§ **Text segment**:
These guidelines are intended to assist the Company’s non-Employee Directors in the performance of their duties, by providing a convenient summary of the applicable standards in a number of areas that are commonly confronted by directors of public companies, including conflicts of interest, securities trading, gifts, political contributions, and certain other areas. In some cases, the standards set forth below are derived from applicable laws; in others, they are based on the standards of business conduct applicable to corporate employees.

 

Three principles apply to each of the areas discussed below. First, in order to assist the Board in complying with applicable laws and regulations, the Chief Financial Officer will apprise the Board on an on-going basis about significant regulatory changes affecting the Directors’ responsibilities. Second, if Directors have questions about these guidelines, or concerns about a potential violation of these guidelines, they should contact the Chief Financial Officer. Third, these guidelines are not intended to be an exhaustive description of the rules that apply to Directors, but are intended to provide guidance in key areas.

 

In general, members of the Board of Directors are expected to adhere to the following principles and responsibilities:

 

1. Act with honesty and integrity;

 

2. Address any apparent or actual conflict of interest in accordance with the highest ethical standards and promptly disclose to the Chief Financial Officer of the Company the nature of any such conflict of interest or any material transaction or relationship that reasonably could be expected to give rise to such a conflict of interest;

 

3. Provide, in the Company’s reports filed with the Securities & Exchange Commission, the stock exchange(s) and other public communications, disclosure that is full, fair, accurate, complete, objective, timely and understandable;

 

4. Comply with applicable rules and regulations of all U.S. and non-U.S. governmental entities and other private and public regulatory agencies, including any exchanges on which the Company’s securities may be listed;

 

5. Act in good faith, responsibly, with due care, competence and diligence, and without misrepresenting material facts or circumstances and without seeking improperly to influence or hinder the Company’s independent auditors in any way in the performance of their engagement;

 

6. Act objectively, without allowing independent judgment to be subordinated;

 

17


7. Maintain the confidentiality of Company information, except when authorized or otherwise required to make any disclosure, and avoid the use of any Company information for personal advantage;

 

8. Promote ethical behavior among employees under my supervision;

 

B. Conflicts of Interest

 

1. Standards

 

a. General Description of Fiduciary Duties

 

Under New York law, Directors are subject to the fiduciary duties of care and loyalty to the Company.

§ **What you should do**: Please duplicate the director conduct guidelines from "Three principles apply" up to and including "in key areas.".

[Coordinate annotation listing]
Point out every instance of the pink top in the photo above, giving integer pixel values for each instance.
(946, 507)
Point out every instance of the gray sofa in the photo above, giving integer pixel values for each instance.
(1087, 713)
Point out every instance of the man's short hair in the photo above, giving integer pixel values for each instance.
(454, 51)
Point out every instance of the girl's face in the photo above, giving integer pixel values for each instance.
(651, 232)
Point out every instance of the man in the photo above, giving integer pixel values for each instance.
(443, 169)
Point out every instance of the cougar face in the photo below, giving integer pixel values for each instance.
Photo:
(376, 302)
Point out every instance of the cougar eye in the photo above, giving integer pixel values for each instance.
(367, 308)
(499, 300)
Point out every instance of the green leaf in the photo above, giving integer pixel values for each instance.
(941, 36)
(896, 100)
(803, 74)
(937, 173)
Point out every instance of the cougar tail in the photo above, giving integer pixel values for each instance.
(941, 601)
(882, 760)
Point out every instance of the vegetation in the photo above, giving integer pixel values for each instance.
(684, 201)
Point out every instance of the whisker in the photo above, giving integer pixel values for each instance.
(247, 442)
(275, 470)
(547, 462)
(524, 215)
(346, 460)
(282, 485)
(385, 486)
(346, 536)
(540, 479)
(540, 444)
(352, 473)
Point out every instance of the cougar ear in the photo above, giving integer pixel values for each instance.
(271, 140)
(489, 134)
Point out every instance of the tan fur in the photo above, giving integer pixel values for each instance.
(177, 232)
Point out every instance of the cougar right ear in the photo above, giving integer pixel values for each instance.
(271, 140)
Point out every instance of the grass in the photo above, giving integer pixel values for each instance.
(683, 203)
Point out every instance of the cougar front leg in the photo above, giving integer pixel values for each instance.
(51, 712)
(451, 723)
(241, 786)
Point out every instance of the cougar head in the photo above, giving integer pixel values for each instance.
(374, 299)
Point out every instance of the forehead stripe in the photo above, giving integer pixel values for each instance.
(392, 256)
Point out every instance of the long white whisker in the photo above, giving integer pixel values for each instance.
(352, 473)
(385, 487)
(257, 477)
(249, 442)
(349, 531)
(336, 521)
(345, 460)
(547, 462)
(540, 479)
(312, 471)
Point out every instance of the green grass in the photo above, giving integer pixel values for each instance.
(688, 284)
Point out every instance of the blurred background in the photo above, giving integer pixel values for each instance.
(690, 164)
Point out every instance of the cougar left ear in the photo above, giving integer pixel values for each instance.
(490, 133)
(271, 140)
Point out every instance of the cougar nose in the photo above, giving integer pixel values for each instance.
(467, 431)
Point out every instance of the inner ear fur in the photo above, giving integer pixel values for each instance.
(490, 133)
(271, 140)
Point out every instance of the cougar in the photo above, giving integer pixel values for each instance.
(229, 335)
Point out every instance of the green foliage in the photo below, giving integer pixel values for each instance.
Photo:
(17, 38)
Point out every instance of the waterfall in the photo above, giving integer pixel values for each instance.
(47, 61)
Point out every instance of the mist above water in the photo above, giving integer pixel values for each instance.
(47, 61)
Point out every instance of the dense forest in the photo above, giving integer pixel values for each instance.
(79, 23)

§ **Output for this task**:
Three principles apply to each of the areas discussed below. First, in order to assist the Board in complying with applicable laws and regulations, the Chief Financial Officer will apprise the Board on an on-going basis about significant regulatory changes affecting the Directors’ responsibilities. Second, if Directors have questions about these guidelines, or concerns about a potential violation of these guidelines, they should contact the Chief Financial Officer. Third, these guidelines are not intended to be an exhaustive description of the rules that apply to Directors, but are intended to provide guidance in key areas.